◆ **Source text**:
The Home Office has already made clear that it intends to put an end to migrants being housed in hotels due to "unprecedented pressure" on the UK's asylum system.
There is a range of alternative sites being considered by the government, including former student halls and disused military bases.
That includes RAF Scrampton, a disused Royal Air Force based in Lincolnshire, where around 1,500 asylum seekers could be housed.
The government said it is working with local authorities to identify a range of accommodation options to deal with "unprecedented pressure brought about by a significant increase in dangerous and illegal journeys into the country".
But the plans have been met with criticism by historians and politicians.
Labour's prospective parliamentary candidate for Lincoln, Hamish Falconer, has launched a petition that opposes the plans, attracting more than 40,000 signatures.
An open letter penned by 40 historians reads: "To erase Scampton's heritage, rather than preserve, protect and enhance it further, would be a scandalous desecration of immeasurable recklessness."
It is understood government plans to move migrants out of hotels are to be announced in a few weeks
It comes as the number of hotels in the UK housing migrants doubled to nearly 400 in five months.
There are 363 hotels housing migrants in England, 20 in Northern Ireland, ten in Scotland and two in Wales.
It means the number of hotels housing migrants has doubled from around 200 in November, with 51,000 people housed.
An extra 100 hotels, with around 9,000 places, were secured by the government between September and November last year, according to the BBC.
Home Office minister Robert Jenrick accused some home nations of not taking their fair share of migrants, saying "there are fewer hotels in Scotland than there are in Kensington".
"There are more hotels in Earl’s Court than there are in Labour Wales," Mr Jenrick said.
The government will likely require the injunction to be changed in order for flights to Rwanda to get "off the ground", according to a government source.
Speaking from Rwanda, Ms Braverman said: "The government has been clear that the opaque Strasbourg process which led to the last-minute grounding of our Rwanda flight with a Rule 39 order last year was deeply flawed."
"That's why we have measures in our bill that will address how the UK intends to comply with such orders in the future.
"But I've been encouraged by the government's constructive recent discussions with Strasbourg, including around possible reforms to Rule 39 procedures, which is obviously something we'd like to see."

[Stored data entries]
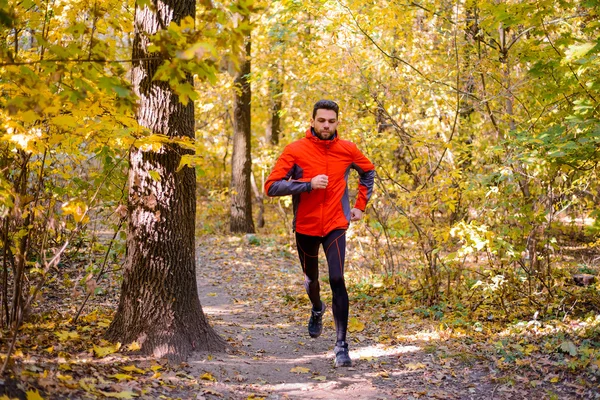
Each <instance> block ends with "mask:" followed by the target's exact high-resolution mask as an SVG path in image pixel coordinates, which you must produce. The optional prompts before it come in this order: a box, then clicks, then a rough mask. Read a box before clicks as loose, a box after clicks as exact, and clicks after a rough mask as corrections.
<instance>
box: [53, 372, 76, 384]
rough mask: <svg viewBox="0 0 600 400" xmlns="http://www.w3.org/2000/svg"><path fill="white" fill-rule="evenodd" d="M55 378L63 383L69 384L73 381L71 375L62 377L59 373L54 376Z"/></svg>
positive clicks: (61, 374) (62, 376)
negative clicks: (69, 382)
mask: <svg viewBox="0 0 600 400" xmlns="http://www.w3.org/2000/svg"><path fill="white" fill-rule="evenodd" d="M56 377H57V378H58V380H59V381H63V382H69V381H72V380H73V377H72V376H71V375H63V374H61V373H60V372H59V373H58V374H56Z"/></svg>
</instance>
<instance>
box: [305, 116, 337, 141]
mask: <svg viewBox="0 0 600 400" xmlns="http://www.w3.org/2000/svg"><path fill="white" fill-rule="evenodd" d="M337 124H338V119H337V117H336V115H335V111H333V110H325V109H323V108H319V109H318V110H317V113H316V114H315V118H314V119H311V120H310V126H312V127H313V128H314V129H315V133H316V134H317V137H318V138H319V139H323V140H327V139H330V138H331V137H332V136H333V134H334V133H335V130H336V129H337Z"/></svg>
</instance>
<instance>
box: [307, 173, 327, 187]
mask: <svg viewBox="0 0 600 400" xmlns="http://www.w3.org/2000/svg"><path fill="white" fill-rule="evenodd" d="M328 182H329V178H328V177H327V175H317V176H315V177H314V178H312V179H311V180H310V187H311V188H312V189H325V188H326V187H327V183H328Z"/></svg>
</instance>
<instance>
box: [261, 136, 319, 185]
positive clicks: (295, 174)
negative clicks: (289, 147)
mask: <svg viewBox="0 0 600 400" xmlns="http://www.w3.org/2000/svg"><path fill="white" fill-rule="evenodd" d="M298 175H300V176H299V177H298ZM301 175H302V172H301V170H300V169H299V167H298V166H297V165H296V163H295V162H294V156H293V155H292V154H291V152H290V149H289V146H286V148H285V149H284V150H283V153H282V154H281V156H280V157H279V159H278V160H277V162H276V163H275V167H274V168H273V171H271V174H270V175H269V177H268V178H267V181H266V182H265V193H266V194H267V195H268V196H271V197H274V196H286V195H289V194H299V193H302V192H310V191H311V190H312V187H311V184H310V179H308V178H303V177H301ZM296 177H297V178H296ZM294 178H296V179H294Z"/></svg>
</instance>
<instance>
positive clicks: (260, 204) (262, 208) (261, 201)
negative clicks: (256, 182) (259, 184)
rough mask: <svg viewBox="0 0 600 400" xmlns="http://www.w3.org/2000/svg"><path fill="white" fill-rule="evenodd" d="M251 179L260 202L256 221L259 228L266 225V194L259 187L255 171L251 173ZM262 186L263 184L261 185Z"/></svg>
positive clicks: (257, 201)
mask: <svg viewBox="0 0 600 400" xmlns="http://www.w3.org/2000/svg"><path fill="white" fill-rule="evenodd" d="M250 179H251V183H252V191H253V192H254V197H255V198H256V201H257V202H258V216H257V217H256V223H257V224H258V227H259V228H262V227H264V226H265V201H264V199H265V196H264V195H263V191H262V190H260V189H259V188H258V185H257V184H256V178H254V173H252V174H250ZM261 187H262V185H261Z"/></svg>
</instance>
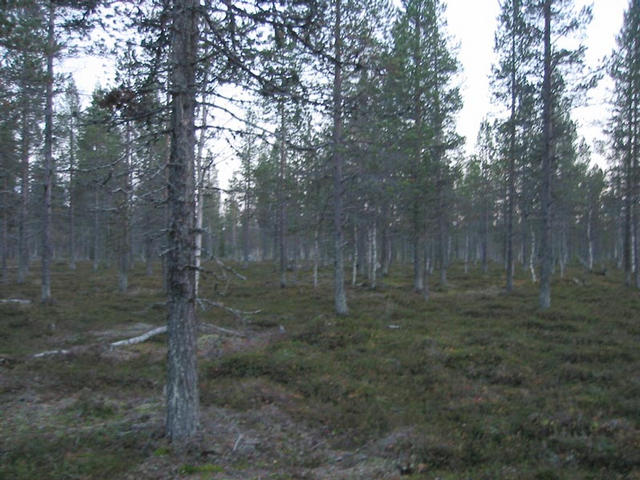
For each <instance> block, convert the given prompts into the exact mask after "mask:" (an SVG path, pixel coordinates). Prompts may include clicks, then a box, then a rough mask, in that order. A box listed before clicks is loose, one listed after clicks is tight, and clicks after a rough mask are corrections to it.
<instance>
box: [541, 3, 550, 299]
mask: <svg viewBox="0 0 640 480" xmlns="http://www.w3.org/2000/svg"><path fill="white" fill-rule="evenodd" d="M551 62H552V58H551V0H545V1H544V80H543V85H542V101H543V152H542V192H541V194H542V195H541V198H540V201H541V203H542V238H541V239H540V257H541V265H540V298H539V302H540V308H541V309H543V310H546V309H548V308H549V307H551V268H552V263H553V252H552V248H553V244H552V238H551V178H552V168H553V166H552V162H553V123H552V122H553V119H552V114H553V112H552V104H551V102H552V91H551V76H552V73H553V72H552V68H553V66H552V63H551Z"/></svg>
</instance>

◆ **Exercise 1**:
Answer these questions using the article on asylum accommodation:
(a) How many historians wrote the open letter?
(b) How many hotels housing migrants are there in Wales?
(c) How many signatures has the petition opposing the plans attracted?
◆ **Exercise 2**: Reproduce the passage of the article on asylum accommodation word for word, starting at "An open letter" and ending at "51,000 people housed.".
◆ **Exercise 3**:
Decide whether each statement agrees with the article on asylum accommodation. Answer yes or no, and quote the words of the article that settle it.
(a) Hamish Falconer launched the petition opposing the plans.
(b) Scotland has more hotels housing migrants than Northern Ireland.
(c) The extra 100 hotels were secured between September and November last year.
The rows above are separate material, unconnected to the article on asylum accommodation.

◆ **Written solution 1**:
(a) 40
(b) Two
(c) More than 40,000

◆ **Written solution 2**:
An open letter penned by 40 historians reads: "To erase Scampton's heritage, rather than preserve, protect and enhance it further, would be a scandalous desecration of immeasurable recklessness."
It is understood government plans to move migrants out of hotels are to be announced in a few weeks
It comes as the number of hotels in the UK housing migrants doubled to nearly 400 in five months.
There are 363 hotels housing migrants in England, 20 in Northern Ireland, ten in Scotland and two in Wales.
It means the number of hotels housing migrants has doubled from around 200 in November, with 51,000 people housed.

◆ **Written solution 3**:
(a) Yes: "Labour's prospective parliamentary candidate for Lincoln, Hamish Falconer, has launched a petition that opposes the plans"
(b) No: "20 in Northern Ireland, ten in Scotland"
(c) Yes: "An extra 100 hotels, with around 9,000 places, were secured by the government between September and November last year"